> **Prompt**: Reproduce the records from the line with "Where can you see the trophy base" through the end of the records, swapping "photo" for "image" and leaving everything else unchanged. Omit the pictures from your answer.
:: Exercise material
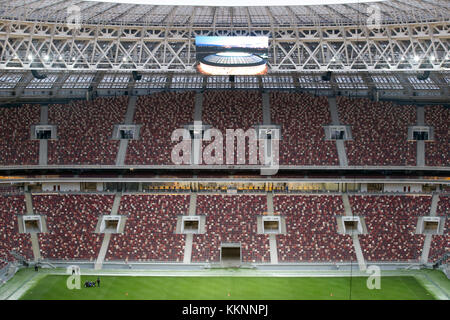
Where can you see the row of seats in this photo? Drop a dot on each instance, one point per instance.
(159, 114)
(149, 233)
(16, 147)
(311, 231)
(302, 117)
(84, 130)
(391, 224)
(380, 132)
(437, 151)
(10, 239)
(71, 223)
(441, 244)
(231, 219)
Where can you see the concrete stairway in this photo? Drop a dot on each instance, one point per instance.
(189, 237)
(34, 236)
(107, 236)
(272, 237)
(43, 144)
(355, 238)
(420, 154)
(429, 237)
(340, 146)
(123, 144)
(266, 109)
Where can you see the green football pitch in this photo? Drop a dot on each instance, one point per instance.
(53, 287)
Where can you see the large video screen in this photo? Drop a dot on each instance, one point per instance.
(232, 55)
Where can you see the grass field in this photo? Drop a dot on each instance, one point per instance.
(53, 287)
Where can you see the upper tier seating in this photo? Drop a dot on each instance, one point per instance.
(16, 147)
(380, 132)
(232, 110)
(437, 152)
(159, 114)
(301, 117)
(85, 130)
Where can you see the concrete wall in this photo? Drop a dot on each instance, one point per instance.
(393, 187)
(61, 186)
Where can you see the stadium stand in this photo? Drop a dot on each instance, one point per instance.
(85, 131)
(380, 132)
(232, 110)
(437, 151)
(231, 219)
(71, 222)
(10, 239)
(301, 117)
(441, 244)
(159, 114)
(391, 224)
(149, 233)
(311, 229)
(16, 148)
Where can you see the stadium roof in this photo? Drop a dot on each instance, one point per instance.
(96, 12)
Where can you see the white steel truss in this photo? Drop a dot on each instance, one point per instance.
(57, 47)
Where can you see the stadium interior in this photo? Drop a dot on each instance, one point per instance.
(340, 157)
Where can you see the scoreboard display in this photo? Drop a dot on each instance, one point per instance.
(232, 55)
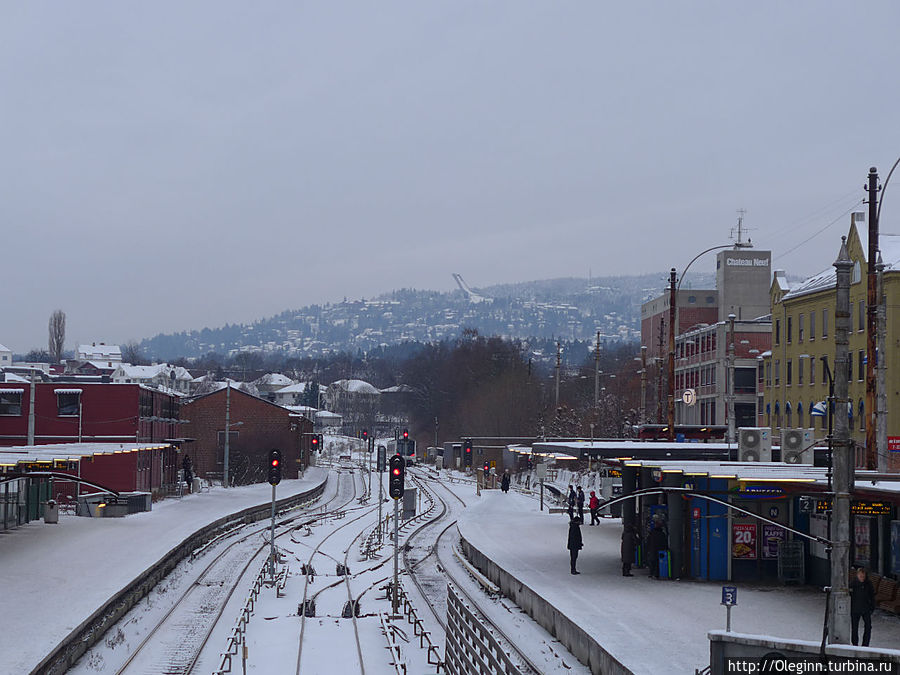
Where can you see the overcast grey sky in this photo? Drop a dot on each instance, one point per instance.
(173, 165)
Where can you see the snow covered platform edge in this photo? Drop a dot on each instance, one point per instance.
(92, 629)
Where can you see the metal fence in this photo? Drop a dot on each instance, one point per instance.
(471, 648)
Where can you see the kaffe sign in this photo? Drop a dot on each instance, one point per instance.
(772, 538)
(743, 541)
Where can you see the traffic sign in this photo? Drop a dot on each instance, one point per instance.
(729, 595)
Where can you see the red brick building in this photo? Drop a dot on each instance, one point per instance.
(257, 426)
(85, 412)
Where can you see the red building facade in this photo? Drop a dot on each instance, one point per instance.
(87, 412)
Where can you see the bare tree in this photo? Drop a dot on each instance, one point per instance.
(57, 334)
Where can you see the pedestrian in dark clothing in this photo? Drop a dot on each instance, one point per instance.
(629, 542)
(656, 542)
(594, 506)
(862, 604)
(575, 543)
(187, 467)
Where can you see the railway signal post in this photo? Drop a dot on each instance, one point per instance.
(274, 479)
(395, 490)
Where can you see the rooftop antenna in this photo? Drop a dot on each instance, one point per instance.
(738, 231)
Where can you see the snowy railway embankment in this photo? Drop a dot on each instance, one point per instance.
(555, 621)
(55, 612)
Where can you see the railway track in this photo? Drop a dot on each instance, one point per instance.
(175, 642)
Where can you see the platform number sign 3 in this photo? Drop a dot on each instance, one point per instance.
(729, 595)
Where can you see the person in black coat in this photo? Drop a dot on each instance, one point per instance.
(656, 542)
(575, 544)
(629, 542)
(862, 604)
(579, 498)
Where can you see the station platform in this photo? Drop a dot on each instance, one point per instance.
(54, 577)
(643, 625)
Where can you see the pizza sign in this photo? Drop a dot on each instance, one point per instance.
(743, 541)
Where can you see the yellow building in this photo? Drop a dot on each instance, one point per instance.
(795, 377)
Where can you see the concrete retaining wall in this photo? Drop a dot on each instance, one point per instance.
(584, 647)
(89, 632)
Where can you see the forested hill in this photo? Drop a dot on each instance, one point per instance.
(569, 308)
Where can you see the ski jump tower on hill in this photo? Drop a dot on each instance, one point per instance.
(472, 295)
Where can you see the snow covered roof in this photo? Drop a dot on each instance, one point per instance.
(9, 456)
(99, 352)
(822, 281)
(356, 387)
(149, 372)
(275, 379)
(399, 389)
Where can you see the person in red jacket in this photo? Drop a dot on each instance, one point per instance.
(594, 506)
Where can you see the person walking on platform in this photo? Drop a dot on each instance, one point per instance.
(579, 497)
(594, 506)
(656, 542)
(575, 544)
(862, 604)
(629, 542)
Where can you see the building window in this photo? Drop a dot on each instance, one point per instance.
(67, 404)
(10, 403)
(232, 437)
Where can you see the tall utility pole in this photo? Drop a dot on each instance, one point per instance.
(839, 608)
(731, 420)
(31, 411)
(643, 384)
(881, 374)
(871, 321)
(558, 364)
(227, 432)
(658, 361)
(671, 369)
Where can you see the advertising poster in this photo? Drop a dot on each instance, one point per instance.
(743, 541)
(895, 546)
(772, 537)
(863, 544)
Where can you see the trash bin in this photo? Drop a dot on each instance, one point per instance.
(51, 512)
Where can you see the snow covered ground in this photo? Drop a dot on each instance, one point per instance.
(55, 576)
(651, 626)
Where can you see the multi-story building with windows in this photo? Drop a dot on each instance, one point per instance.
(797, 369)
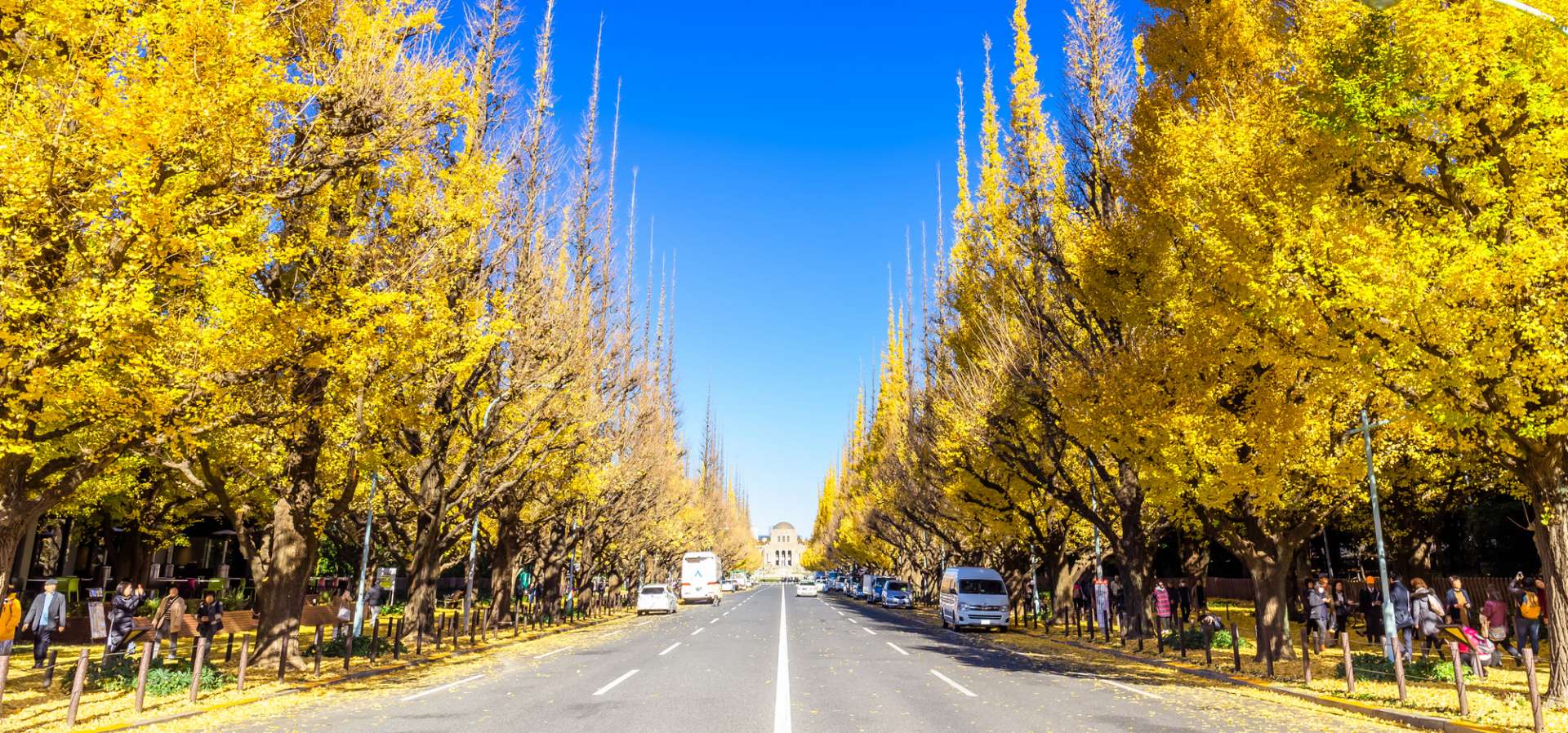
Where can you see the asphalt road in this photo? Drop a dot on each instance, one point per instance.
(768, 661)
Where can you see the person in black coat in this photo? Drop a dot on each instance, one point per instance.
(121, 610)
(209, 617)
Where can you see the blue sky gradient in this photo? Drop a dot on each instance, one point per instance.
(783, 153)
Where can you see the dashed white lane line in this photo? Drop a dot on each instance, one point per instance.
(951, 683)
(618, 680)
(782, 717)
(1129, 688)
(416, 695)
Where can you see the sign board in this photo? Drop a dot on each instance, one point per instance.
(96, 620)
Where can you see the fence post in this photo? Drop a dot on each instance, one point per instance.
(5, 674)
(1236, 647)
(76, 688)
(141, 674)
(245, 661)
(49, 671)
(1351, 666)
(1535, 691)
(198, 660)
(1459, 678)
(1307, 654)
(1399, 664)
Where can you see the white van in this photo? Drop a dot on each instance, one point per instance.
(700, 578)
(973, 598)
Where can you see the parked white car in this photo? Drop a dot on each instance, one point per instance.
(973, 598)
(656, 598)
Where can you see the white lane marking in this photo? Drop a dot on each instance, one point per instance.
(552, 652)
(782, 719)
(1129, 688)
(618, 680)
(416, 695)
(952, 683)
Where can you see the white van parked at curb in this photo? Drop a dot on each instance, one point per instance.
(973, 598)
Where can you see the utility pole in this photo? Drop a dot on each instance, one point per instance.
(1390, 630)
(364, 558)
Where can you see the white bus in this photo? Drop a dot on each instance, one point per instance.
(700, 577)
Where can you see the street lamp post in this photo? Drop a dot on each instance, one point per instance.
(1382, 5)
(364, 558)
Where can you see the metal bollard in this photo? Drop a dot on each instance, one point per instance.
(1535, 690)
(1459, 678)
(76, 688)
(1351, 666)
(198, 660)
(1236, 647)
(245, 661)
(141, 674)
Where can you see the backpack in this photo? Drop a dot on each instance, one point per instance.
(1530, 605)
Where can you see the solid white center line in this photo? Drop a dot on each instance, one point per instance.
(441, 688)
(782, 719)
(954, 685)
(1129, 688)
(618, 680)
(552, 652)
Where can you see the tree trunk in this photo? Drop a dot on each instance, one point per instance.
(281, 591)
(1272, 600)
(1545, 478)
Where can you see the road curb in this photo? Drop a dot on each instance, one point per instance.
(1399, 716)
(339, 678)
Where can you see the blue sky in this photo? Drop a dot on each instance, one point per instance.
(783, 151)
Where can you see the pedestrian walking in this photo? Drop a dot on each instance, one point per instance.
(10, 619)
(46, 617)
(1319, 611)
(1459, 603)
(209, 617)
(1371, 603)
(121, 610)
(1529, 594)
(1494, 625)
(1162, 605)
(168, 620)
(1429, 615)
(1343, 608)
(1404, 622)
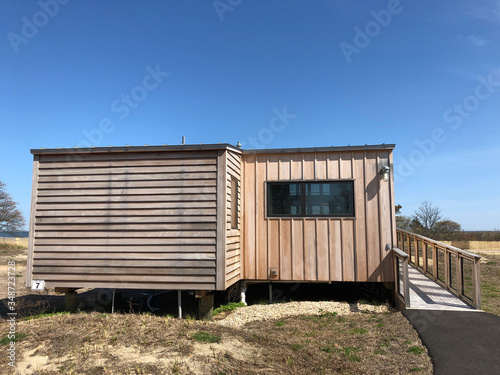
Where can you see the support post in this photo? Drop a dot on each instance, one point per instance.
(179, 304)
(206, 307)
(476, 280)
(71, 300)
(244, 293)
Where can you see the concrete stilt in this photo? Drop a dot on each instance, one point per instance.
(179, 303)
(71, 300)
(206, 307)
(244, 293)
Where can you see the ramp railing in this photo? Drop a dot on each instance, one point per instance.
(455, 269)
(401, 277)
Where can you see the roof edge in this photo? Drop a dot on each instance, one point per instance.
(88, 150)
(320, 149)
(207, 147)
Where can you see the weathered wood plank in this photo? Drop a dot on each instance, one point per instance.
(274, 246)
(249, 218)
(126, 219)
(286, 249)
(125, 278)
(129, 191)
(129, 198)
(261, 231)
(129, 212)
(134, 270)
(113, 155)
(333, 166)
(127, 227)
(323, 256)
(310, 248)
(348, 270)
(372, 217)
(127, 170)
(123, 206)
(31, 228)
(107, 261)
(336, 262)
(221, 218)
(124, 184)
(131, 177)
(131, 241)
(129, 285)
(127, 234)
(128, 248)
(126, 163)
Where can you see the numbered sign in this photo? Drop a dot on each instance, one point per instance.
(37, 284)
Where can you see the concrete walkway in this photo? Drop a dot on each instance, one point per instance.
(459, 342)
(428, 295)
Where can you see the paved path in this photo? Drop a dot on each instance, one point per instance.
(427, 294)
(459, 342)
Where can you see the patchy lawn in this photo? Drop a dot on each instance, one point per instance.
(490, 283)
(93, 343)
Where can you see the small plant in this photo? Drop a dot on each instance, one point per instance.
(386, 343)
(359, 330)
(416, 350)
(46, 315)
(206, 337)
(6, 340)
(228, 307)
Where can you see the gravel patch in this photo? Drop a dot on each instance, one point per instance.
(247, 314)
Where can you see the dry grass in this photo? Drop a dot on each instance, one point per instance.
(490, 283)
(146, 344)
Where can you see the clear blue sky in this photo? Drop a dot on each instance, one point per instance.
(335, 72)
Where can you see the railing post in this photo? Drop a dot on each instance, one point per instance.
(460, 276)
(447, 267)
(434, 262)
(476, 283)
(407, 282)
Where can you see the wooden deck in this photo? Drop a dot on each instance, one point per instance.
(426, 294)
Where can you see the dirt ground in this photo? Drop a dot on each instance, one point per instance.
(93, 342)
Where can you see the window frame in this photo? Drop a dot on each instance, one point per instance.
(303, 199)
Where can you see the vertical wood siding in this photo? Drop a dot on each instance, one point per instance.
(319, 249)
(125, 220)
(233, 236)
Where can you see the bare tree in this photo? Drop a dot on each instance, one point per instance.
(11, 219)
(428, 216)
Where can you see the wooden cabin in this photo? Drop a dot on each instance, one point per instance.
(202, 217)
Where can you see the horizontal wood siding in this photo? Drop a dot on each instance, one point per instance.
(126, 220)
(319, 249)
(233, 236)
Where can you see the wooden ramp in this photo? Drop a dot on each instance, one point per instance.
(426, 294)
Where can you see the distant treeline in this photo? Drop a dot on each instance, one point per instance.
(19, 234)
(469, 236)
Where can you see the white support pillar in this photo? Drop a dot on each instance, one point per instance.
(244, 293)
(179, 303)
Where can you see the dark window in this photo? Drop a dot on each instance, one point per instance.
(305, 199)
(234, 203)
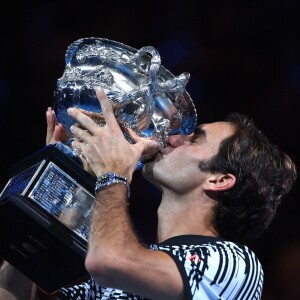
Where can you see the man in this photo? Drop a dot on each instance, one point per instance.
(223, 181)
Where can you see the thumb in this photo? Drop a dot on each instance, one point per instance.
(146, 146)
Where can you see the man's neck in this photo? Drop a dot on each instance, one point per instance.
(185, 215)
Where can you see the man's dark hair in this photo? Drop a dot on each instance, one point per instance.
(264, 175)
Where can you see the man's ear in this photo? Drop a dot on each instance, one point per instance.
(219, 182)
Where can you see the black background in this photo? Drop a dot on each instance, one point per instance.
(242, 56)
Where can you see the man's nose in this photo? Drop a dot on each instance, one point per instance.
(178, 140)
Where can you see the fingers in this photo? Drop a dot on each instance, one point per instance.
(107, 111)
(82, 134)
(50, 124)
(148, 147)
(106, 107)
(83, 119)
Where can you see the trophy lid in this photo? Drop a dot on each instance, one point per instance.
(146, 97)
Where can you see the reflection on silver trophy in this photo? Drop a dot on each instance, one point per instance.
(145, 96)
(49, 195)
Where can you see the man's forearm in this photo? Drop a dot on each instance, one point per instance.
(14, 285)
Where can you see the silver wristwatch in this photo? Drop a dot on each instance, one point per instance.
(110, 178)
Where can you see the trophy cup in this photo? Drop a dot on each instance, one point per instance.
(45, 205)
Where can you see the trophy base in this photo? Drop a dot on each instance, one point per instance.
(44, 214)
(38, 245)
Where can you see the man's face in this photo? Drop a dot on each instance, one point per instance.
(176, 167)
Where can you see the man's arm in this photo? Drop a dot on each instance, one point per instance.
(116, 258)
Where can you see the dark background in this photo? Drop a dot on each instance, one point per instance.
(242, 56)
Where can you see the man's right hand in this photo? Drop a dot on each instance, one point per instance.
(55, 132)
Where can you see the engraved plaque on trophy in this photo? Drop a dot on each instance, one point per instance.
(45, 205)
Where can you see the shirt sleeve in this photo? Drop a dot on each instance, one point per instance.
(81, 291)
(220, 271)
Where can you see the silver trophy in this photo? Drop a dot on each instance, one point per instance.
(50, 192)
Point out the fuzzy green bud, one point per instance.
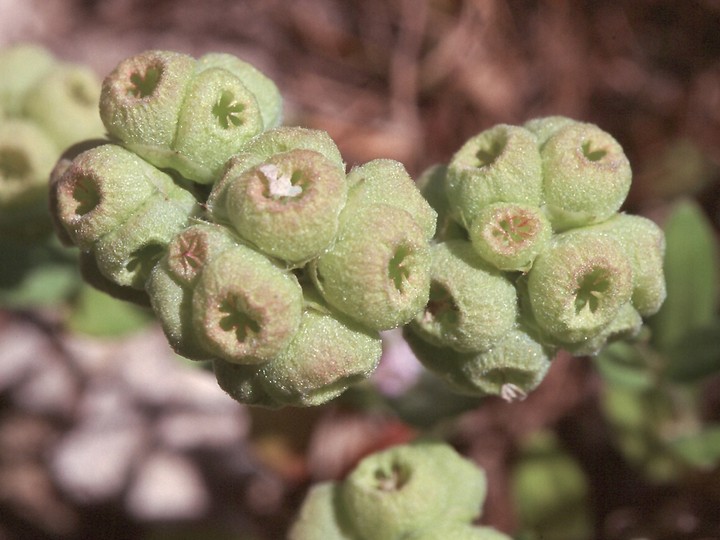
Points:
(471, 305)
(101, 189)
(127, 254)
(288, 206)
(378, 270)
(327, 355)
(586, 175)
(263, 88)
(245, 309)
(407, 488)
(21, 66)
(501, 164)
(386, 181)
(578, 284)
(64, 103)
(510, 235)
::::
> **Task solution**:
Where can you see the trophy base in this image? Drop a dot on each instance, one point per instance.
(44, 214)
(38, 245)
Where can you see the man's face in this image? Drop a dot on each instance, one point per instance.
(176, 167)
Where can you see the man's arm in this image? Drop a dot on each instance, one point per instance.
(116, 258)
Where can you see the dark background in this image? Drop a dot on each instance, one point per instance.
(242, 56)
Where can you see the man's right hand in this image? Drop a dot on each instance, one point per instance.
(55, 132)
Where can you see the engraved plaque on trophy in this image? Drop a dot on each instance, one point per instance.
(45, 205)
Where can you see the shirt sleeve in this image? Drop a dot on each instance, one point per instance.
(81, 291)
(220, 271)
Where can you see the silver trophy in this image? Drop a dot on each instance, one point per instance.
(50, 192)
Point out the fuzzy green bud, one point per instance.
Points:
(471, 305)
(101, 189)
(127, 254)
(288, 206)
(378, 270)
(327, 355)
(586, 175)
(263, 88)
(245, 309)
(407, 488)
(21, 66)
(501, 164)
(386, 181)
(578, 284)
(64, 103)
(510, 235)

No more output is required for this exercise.